AIM OF THE TASK = Update the records starting at the line containing "Task: Could you identify the asphalt" and ending at the line containing "<point>761,977</point>" by replacing "asphalt road" with "paved road", leaving everything else unchanged.

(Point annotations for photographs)

[Start]

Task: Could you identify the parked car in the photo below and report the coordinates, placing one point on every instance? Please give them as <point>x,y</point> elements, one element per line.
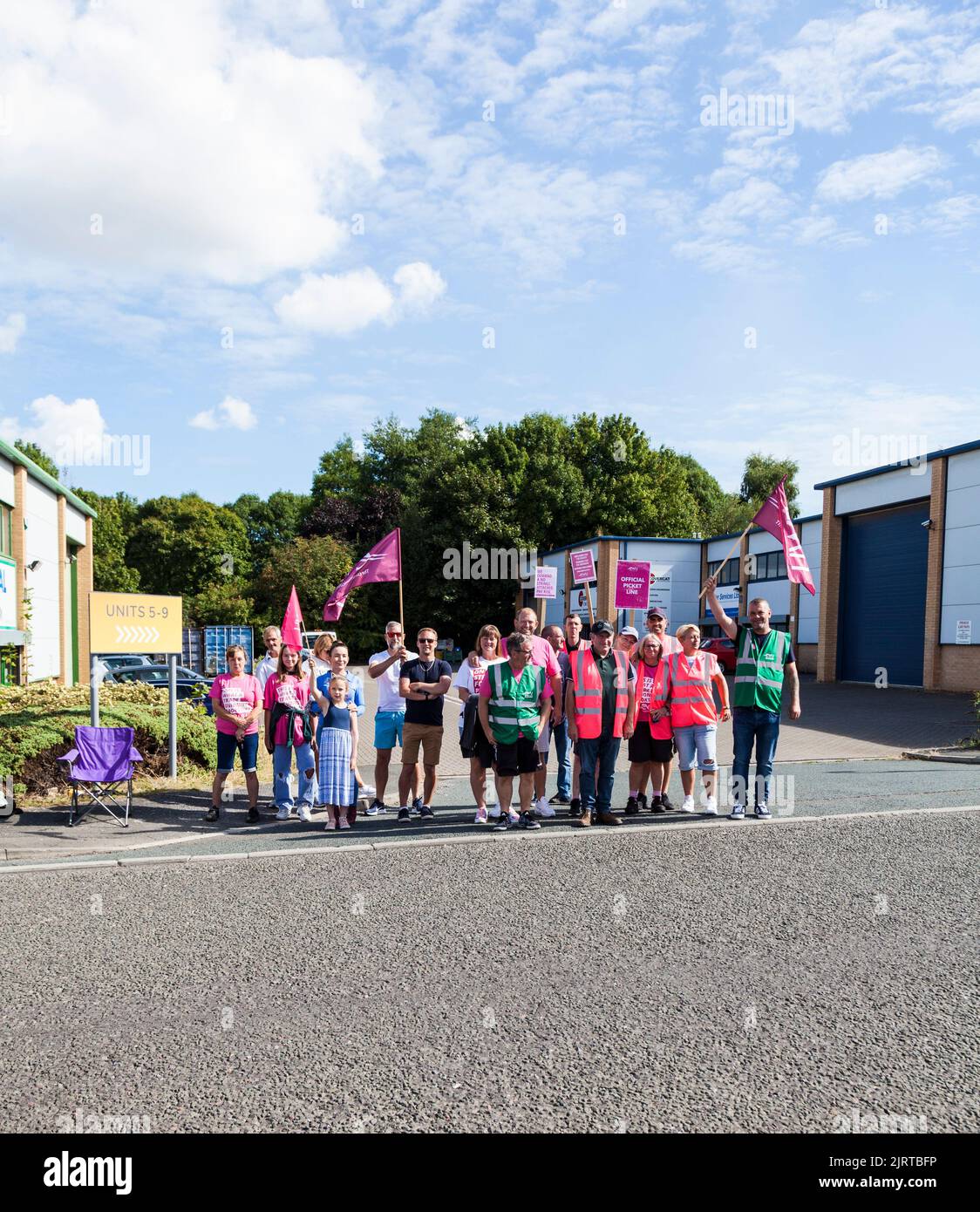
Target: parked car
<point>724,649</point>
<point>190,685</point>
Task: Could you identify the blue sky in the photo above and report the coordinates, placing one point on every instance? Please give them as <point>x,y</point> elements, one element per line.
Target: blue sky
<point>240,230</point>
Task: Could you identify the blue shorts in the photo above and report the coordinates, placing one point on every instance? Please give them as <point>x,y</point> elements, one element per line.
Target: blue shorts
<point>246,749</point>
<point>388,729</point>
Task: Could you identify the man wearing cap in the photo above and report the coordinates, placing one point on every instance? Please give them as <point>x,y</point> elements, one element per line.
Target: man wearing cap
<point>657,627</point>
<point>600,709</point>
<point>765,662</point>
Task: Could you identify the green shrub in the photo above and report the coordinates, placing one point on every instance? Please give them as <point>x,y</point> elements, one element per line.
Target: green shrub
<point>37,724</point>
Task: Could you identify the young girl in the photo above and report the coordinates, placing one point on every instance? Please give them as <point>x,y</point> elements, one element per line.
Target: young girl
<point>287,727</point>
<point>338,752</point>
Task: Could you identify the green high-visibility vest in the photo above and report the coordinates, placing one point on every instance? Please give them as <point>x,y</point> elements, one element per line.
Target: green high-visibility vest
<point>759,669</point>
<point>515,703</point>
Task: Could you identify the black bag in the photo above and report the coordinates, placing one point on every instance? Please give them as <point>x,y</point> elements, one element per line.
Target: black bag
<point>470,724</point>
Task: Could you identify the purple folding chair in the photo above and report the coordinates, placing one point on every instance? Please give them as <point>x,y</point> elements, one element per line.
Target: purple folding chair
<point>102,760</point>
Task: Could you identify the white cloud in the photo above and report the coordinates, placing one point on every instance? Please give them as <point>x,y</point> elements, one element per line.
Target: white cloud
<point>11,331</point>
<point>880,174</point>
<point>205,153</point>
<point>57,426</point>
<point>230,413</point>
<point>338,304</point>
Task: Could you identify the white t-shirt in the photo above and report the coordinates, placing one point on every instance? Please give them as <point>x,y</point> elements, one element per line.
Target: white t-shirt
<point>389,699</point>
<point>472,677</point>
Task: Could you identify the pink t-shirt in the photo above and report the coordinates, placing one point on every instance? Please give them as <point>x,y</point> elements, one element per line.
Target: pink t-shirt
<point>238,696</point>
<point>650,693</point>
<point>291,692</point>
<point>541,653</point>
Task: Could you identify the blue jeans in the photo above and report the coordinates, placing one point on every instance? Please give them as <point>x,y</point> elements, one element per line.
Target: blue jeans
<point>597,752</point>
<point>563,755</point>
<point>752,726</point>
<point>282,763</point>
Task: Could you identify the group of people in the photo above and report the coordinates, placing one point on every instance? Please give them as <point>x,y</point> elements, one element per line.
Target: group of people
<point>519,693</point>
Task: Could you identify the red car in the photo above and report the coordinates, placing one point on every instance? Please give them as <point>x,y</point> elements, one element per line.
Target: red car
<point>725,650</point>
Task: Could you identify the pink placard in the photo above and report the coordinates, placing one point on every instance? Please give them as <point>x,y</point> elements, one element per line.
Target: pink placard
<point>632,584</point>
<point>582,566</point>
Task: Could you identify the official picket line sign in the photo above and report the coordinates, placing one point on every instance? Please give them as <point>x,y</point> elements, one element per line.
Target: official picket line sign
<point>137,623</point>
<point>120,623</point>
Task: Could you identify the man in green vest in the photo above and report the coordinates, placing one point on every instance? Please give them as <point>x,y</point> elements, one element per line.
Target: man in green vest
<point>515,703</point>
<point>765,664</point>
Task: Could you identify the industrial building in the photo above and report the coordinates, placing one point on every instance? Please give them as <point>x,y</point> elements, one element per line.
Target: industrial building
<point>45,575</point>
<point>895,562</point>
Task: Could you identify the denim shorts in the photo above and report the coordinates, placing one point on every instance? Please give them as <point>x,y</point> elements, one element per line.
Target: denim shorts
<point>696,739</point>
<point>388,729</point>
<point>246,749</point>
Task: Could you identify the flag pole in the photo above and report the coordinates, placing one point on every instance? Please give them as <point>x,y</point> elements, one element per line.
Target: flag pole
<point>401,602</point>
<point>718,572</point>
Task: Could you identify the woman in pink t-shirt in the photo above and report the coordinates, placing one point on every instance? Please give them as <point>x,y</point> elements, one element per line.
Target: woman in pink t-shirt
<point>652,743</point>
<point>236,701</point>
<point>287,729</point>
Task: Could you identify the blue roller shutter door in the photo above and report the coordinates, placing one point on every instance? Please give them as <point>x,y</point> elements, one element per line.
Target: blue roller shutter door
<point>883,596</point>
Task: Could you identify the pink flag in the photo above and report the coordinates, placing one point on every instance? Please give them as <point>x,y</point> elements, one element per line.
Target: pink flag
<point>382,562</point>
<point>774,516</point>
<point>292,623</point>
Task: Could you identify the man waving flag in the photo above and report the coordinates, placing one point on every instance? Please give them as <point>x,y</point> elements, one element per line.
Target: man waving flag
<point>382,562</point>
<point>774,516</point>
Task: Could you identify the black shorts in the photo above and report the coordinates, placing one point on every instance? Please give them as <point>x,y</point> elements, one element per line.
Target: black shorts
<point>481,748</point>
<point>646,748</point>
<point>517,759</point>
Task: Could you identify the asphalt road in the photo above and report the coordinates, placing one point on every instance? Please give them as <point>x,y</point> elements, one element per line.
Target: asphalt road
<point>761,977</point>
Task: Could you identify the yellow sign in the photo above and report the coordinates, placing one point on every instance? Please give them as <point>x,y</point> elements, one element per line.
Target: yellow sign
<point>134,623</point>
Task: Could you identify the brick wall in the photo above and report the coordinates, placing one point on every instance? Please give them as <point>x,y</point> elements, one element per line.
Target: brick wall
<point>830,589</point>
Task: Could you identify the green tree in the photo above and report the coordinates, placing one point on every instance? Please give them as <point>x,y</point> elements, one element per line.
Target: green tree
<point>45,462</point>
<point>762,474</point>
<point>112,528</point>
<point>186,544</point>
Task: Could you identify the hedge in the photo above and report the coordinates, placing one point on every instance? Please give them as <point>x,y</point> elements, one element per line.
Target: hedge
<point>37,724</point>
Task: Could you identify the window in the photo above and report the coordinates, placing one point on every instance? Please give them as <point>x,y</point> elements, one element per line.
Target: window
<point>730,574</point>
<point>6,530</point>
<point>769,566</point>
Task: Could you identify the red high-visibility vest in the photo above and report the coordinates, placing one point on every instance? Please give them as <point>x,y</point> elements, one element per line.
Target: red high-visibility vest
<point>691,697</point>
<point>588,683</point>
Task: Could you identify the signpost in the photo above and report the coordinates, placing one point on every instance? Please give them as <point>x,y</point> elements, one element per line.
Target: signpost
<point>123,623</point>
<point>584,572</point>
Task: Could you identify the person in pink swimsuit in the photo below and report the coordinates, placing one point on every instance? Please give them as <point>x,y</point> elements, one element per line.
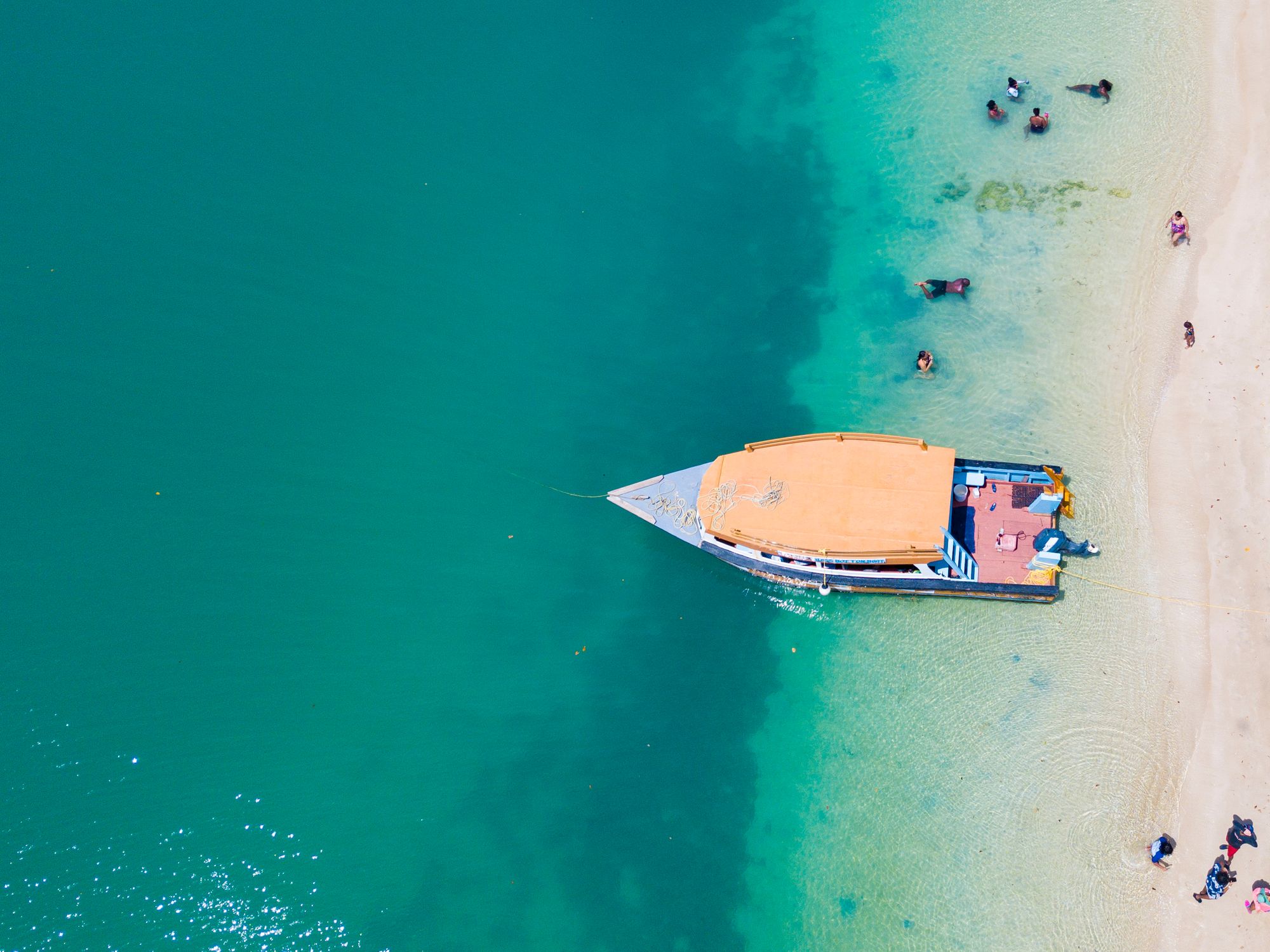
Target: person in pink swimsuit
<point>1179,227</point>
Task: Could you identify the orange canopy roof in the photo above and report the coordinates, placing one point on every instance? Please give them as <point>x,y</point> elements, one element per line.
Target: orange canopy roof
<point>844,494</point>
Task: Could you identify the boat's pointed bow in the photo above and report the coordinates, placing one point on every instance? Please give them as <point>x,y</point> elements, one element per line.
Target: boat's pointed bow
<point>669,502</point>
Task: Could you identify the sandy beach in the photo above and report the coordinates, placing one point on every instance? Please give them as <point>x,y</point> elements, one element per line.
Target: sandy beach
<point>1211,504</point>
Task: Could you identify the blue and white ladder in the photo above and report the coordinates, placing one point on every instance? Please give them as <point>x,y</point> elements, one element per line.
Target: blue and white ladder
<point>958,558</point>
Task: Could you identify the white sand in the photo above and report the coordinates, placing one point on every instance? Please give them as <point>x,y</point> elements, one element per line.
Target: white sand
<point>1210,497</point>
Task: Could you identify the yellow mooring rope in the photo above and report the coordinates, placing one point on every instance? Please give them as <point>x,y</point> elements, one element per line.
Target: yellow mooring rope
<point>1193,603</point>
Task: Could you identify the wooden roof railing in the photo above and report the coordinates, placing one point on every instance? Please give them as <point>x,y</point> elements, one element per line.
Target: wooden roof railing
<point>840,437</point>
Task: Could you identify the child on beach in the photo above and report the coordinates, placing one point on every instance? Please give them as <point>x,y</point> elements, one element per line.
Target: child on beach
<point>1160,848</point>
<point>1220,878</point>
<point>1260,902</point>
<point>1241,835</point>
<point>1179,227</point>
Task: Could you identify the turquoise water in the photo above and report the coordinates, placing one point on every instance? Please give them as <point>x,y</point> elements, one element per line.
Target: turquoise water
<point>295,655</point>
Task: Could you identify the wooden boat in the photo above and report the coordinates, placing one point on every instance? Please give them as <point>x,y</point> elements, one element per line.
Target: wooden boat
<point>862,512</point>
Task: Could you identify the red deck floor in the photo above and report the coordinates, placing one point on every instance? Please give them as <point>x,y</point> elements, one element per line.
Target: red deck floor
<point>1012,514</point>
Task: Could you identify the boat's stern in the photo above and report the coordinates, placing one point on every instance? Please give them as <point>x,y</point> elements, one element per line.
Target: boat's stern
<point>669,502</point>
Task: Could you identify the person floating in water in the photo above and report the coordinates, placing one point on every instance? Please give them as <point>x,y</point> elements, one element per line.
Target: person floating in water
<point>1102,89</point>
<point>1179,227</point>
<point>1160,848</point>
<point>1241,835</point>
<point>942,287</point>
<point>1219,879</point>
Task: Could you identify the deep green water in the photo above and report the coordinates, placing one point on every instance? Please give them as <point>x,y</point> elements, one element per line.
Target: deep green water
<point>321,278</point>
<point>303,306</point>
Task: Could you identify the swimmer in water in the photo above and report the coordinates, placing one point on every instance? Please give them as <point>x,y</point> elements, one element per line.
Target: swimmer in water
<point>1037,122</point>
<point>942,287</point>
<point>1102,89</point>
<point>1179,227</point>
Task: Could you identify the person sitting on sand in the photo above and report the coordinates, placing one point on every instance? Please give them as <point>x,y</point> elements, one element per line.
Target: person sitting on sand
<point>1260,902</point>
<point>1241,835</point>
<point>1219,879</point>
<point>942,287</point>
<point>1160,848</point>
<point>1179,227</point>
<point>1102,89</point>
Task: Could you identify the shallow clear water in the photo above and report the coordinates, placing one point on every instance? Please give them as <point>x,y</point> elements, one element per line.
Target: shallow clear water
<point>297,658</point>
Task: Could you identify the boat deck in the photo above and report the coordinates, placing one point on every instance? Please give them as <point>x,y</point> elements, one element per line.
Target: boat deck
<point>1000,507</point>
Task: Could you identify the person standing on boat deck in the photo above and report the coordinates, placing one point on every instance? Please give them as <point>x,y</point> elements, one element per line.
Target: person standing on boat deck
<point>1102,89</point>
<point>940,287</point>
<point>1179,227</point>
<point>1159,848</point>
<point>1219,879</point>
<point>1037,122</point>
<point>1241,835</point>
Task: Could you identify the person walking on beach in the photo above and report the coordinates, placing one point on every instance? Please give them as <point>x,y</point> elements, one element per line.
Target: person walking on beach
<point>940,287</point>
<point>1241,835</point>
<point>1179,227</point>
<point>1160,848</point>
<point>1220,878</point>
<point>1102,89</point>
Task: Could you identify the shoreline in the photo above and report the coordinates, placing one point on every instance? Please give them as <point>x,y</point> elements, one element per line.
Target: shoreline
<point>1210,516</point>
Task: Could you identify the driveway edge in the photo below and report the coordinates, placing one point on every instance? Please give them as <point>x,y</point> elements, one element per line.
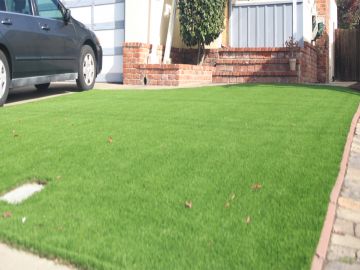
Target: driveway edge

[End]

WORKED ANSWER =
Task: Could you identify the paved road in the photo above and report the coordinates, placing one point on every instance? Please give them as <point>x,y</point> elements, one element per line.
Target: paved road
<point>761,977</point>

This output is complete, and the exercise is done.